Document excerpt →
Playoff Hab-It: April 26th, 2011


T-60 Minutes And Counting

I postponed my usual game summary and Playoff Hab-It for 24 hours while I simmered down after the 2-1 loss to the Bruins in overtime of Game Five. As I sat in front of my TV on Saturday night, I thought of how many things I would have things I could go through without losing my mind. And considering it was Easter, I had to remain on an even keel. But today is another story.

My thoughts after the game immediately went to the ineptitude of Scott Gomez. Not only was he useless in the face-off circle again (an abysmal 33%), but he brought nothing to the table offensive once again. Either he is losing his former offensive touch, or he’s is really confused playing within the “Rope-A-Dope” system of Habs’ coach Jacques Martin.

Speaking of Martin, when is he going to learn that playing hockey without any type of forecheck adds up to nothing. The Bruins were able to gain access to the neutral zone freely, and attack the Canadiens with tons of speed. The Beantown Bruisers had the upper hand every time the dumped the puck into the Habs’ zone, making it an impossible task for the Canadiens’ depleted D-line to clear the zone with any effectiveness.

Directions →
a – Transcribe the playoff blog post, starting at the words "Playoff Hab-It: April" and ending after "coach Jacques Martin.".
b – Write the next part of the playoff blog post, picking up after its last sentence.
The entries have nothing to do with the playoff blog post.

Data provided →
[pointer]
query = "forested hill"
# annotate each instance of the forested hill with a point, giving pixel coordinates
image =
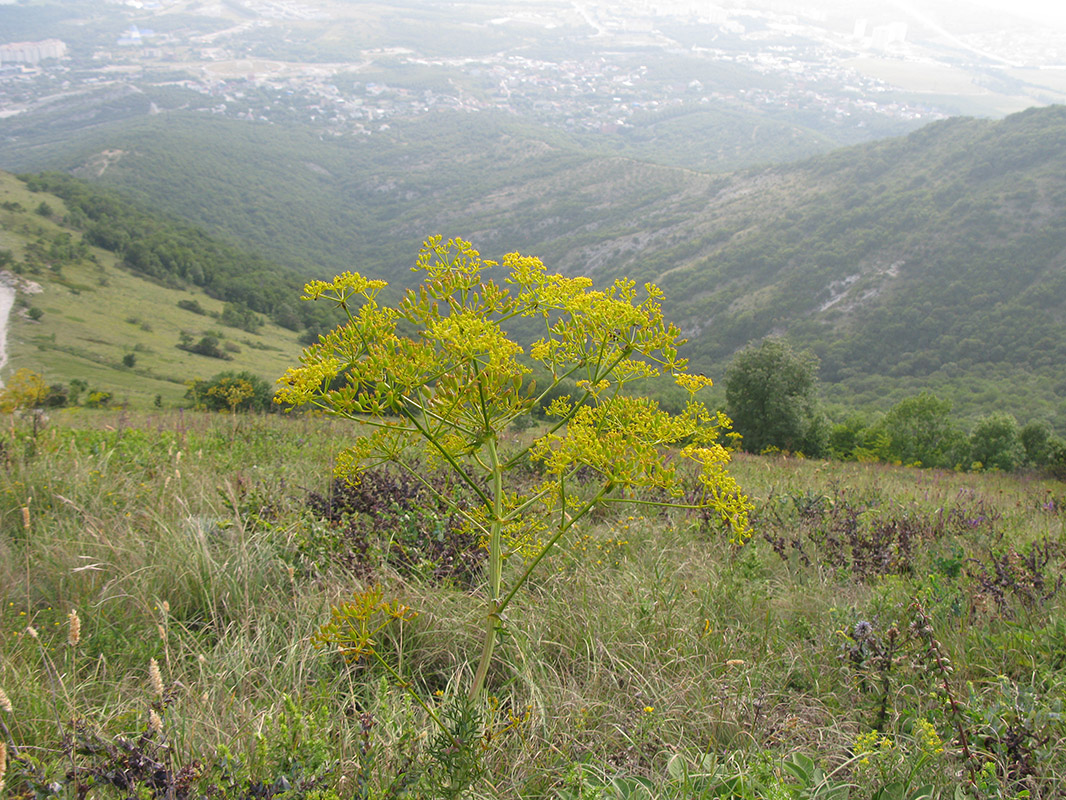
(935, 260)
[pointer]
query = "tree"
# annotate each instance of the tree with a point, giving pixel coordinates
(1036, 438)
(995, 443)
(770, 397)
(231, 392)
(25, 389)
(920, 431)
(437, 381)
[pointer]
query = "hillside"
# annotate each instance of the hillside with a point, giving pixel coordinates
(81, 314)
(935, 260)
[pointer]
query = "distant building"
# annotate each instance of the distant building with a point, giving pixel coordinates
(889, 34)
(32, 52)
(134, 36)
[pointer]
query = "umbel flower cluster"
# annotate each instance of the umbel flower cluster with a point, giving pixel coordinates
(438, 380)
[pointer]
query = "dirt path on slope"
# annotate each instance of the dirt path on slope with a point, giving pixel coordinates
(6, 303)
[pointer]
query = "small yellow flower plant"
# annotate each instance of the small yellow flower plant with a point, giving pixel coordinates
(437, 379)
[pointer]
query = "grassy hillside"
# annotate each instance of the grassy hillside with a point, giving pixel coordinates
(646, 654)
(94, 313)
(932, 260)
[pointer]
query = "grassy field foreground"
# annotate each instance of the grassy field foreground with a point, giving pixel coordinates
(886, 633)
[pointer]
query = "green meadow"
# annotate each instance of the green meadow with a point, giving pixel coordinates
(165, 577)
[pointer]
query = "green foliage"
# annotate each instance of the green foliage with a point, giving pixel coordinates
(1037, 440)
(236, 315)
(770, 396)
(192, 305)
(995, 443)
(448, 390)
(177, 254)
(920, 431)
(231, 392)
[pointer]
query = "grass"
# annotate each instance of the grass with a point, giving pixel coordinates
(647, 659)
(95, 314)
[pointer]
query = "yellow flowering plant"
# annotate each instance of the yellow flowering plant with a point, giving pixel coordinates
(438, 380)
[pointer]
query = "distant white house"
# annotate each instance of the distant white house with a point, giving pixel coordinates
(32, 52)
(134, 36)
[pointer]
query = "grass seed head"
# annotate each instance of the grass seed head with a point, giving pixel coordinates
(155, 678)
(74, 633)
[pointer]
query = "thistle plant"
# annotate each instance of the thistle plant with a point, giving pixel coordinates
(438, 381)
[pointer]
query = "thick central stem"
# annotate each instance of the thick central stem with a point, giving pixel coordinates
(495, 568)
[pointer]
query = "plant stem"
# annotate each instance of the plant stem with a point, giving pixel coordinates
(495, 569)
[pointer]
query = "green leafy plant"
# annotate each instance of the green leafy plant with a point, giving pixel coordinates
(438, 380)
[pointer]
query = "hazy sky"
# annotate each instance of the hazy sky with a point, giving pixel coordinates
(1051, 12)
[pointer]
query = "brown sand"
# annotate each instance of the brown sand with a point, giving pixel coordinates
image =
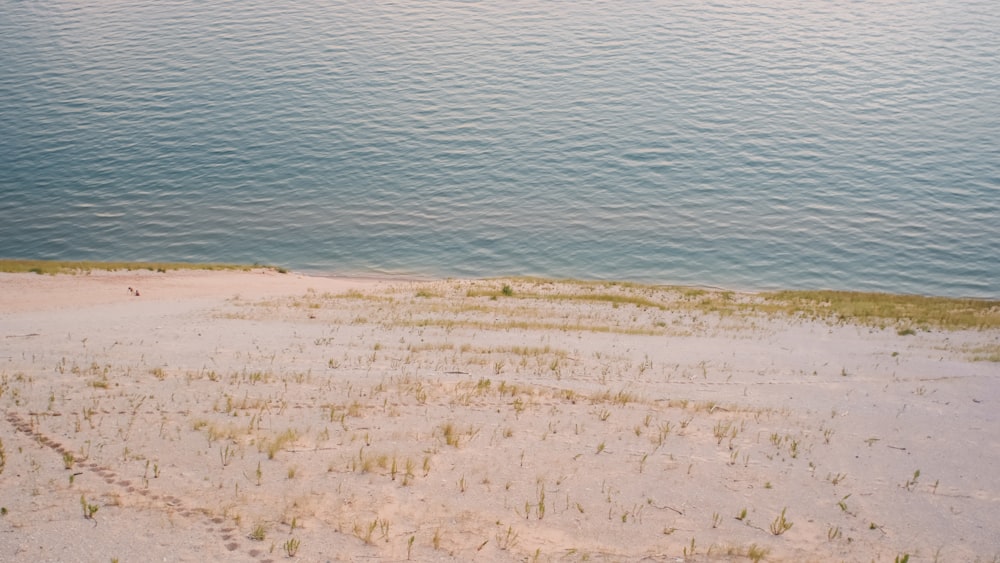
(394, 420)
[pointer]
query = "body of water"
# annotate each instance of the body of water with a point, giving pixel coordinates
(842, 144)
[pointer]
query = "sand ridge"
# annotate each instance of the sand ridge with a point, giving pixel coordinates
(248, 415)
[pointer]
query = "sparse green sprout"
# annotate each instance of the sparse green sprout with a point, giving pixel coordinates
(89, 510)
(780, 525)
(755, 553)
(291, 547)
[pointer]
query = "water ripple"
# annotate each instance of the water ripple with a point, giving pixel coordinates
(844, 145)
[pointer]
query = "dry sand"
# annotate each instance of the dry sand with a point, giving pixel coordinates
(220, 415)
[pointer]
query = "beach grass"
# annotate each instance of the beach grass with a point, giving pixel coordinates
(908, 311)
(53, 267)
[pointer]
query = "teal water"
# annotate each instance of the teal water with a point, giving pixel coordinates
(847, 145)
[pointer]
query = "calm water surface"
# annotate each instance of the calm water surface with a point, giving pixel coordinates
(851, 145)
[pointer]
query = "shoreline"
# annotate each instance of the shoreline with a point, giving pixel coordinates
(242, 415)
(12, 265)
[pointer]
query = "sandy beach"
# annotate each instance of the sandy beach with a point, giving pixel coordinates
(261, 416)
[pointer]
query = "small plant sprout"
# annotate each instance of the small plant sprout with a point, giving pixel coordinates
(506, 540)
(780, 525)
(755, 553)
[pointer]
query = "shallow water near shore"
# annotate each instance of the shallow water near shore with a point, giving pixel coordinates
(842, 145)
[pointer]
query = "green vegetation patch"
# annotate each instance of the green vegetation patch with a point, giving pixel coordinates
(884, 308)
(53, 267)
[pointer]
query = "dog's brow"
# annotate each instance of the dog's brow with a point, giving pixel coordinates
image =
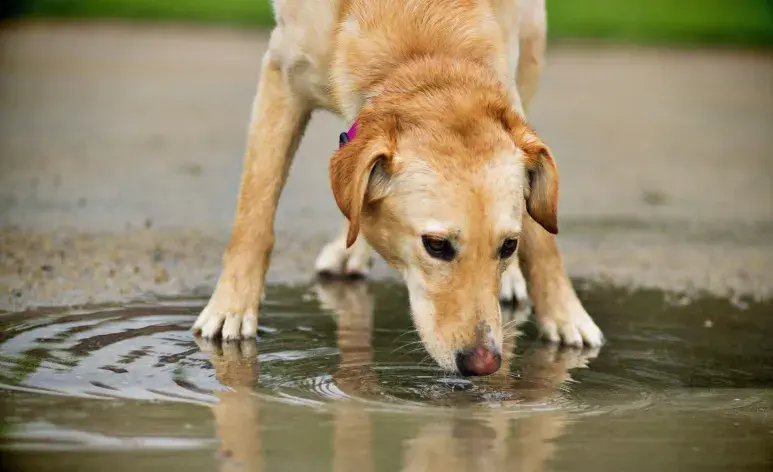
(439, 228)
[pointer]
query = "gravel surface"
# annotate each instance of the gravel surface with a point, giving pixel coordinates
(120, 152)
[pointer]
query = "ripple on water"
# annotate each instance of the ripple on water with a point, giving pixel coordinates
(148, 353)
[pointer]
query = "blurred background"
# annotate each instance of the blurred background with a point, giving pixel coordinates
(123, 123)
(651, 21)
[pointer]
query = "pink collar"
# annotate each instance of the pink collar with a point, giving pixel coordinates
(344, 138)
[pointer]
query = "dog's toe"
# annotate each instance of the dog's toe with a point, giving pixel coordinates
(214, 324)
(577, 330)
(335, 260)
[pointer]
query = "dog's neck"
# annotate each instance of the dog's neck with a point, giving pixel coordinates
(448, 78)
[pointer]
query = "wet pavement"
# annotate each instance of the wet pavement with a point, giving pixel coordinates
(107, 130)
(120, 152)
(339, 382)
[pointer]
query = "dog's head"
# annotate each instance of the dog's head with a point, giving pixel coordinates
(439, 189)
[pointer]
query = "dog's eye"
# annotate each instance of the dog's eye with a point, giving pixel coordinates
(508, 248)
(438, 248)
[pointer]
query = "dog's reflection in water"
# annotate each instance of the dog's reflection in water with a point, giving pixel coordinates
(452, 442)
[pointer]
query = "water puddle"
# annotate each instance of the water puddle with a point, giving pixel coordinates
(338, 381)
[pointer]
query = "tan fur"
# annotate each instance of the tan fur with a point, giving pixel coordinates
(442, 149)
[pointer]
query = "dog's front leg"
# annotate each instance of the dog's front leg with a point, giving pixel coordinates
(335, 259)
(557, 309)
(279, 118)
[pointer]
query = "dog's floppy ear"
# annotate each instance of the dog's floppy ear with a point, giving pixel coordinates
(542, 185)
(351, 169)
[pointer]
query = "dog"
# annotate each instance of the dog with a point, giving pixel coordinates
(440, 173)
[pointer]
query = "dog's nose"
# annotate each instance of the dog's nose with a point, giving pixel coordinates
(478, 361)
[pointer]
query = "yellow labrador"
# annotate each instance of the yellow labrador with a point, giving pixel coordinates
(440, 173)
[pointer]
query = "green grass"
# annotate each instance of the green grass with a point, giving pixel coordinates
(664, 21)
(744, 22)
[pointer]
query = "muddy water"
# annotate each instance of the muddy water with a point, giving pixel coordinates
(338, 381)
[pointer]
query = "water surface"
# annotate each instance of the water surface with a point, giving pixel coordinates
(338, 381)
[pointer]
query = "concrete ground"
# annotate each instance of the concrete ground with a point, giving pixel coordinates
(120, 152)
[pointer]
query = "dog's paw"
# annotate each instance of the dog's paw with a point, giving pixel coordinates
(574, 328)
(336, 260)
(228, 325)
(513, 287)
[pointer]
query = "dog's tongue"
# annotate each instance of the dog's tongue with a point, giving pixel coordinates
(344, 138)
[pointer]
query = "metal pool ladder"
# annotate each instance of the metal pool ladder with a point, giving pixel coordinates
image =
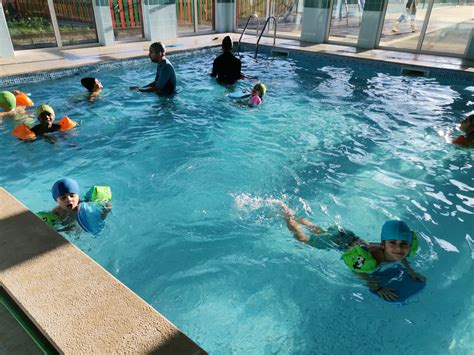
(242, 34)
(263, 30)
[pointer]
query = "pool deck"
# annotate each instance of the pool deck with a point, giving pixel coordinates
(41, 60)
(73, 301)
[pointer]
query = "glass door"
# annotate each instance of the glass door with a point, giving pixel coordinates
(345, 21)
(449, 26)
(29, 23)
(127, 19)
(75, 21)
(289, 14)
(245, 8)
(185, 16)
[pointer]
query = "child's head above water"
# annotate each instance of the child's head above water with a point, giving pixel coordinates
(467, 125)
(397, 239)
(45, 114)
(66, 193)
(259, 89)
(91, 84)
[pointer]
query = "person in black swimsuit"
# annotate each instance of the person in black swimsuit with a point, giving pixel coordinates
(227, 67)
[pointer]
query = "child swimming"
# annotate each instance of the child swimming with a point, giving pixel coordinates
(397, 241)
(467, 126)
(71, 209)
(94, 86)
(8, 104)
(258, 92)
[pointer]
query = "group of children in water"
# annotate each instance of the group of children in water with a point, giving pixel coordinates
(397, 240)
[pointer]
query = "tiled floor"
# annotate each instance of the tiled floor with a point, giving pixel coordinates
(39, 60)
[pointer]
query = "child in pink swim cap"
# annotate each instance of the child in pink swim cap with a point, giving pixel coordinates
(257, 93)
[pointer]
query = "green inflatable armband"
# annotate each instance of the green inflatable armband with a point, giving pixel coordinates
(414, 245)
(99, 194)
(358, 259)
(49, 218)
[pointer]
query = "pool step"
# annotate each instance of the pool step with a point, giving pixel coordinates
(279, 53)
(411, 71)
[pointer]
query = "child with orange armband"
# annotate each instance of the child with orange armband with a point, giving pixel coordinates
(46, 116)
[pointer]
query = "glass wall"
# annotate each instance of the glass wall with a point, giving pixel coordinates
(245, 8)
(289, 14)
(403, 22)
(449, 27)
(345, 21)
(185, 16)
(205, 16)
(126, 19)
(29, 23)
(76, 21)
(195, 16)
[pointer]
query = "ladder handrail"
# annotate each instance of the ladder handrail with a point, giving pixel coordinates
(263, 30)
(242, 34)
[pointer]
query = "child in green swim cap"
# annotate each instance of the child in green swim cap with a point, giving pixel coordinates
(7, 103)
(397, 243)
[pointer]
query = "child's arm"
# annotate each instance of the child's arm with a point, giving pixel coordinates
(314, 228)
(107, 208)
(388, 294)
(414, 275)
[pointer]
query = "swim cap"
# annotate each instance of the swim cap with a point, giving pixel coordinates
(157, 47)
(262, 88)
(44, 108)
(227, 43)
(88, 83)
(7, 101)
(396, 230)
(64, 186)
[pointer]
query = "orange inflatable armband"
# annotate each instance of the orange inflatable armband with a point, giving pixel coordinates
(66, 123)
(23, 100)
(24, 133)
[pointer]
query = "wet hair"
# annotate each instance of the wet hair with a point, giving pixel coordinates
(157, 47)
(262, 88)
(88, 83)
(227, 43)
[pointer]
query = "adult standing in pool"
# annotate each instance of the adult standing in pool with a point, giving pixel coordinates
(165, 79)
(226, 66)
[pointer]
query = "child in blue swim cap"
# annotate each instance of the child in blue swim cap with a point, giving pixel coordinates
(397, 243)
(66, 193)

Solved tasks →
a –
Playoff Hab-It: April 26th, 2011


T-60 Minutes And Counting

I postponed my usual game summary and Playoff Hab-It for 24 hours while I simmered down after the 2-1 loss to the Bruins in overtime of Game Five. As I sat in front of my TV on Saturday night, I thought of how many things I would have things I could go through without losing my mind. And considering it was Easter, I had to remain on an even keel. But today is another story.

My thoughts after the game immediately went to the ineptitude of Scott Gomez. Not only was he useless in the face-off circle again (an abysmal 33%), but he brought nothing to the table offensive once again. Either he is losing his former offensive touch, or he’s is really confused playing within the “Rope-A-Dope” system of Habs’ coach Jacques Martin.

b –
Looking at our defensemen, why on Earth does “Uncle Jack” continue to use Spacek in key situations, especially alongside Roman Hamrlik? It’s been apparent all season that Spacek can no longer play to the level he has in the past. While you can contribute some of his depreciated play to his use on the right side, his unwillingness to engage the opposition physically and his lack of speed has really given our back-end  a kick in the groin. Now, according to reports, Spacek was practicing on the second wave of the power play with Hamrlik. Can anyone say “short-handed goal?”

Desharnais Done

It’s a real shame that diminutive Canadiens’ forward, David Desharnais is out with a knee injury. He has been a great spark plug in the Habs’ otherwise non-existant offensive scheme. While Lars Eller and Ryan White have certainly played well, Desharnais was also used on the penalty kill, and brought a lot of jump to the table.

So what are the Canadiens’ to do? Popular opinion has them inserting Benoit Pouliot into the lineup to replace Desharnais. “Benny the Pooh” has shown that, regardless of the situation, he is incapable of keeping his composure time and time again. His ill-timed penalties have cost the Canadiens dearly, and he has brought nothing to the table offensively so far in this first round.

In my opinion, they may be better served dressing Yannick Weber to play on the fourth line and power play, and adding Paul Mara to replace Spacek. I know that Mara has not played in a while, but given his physical presence in front of the Canadiens’ goal (where the Bruins have been scoring of late), he is chomping at the bit to get in the lineup. All the while, it would give a much needed to Spacek, who is still nursing his gimpy knee.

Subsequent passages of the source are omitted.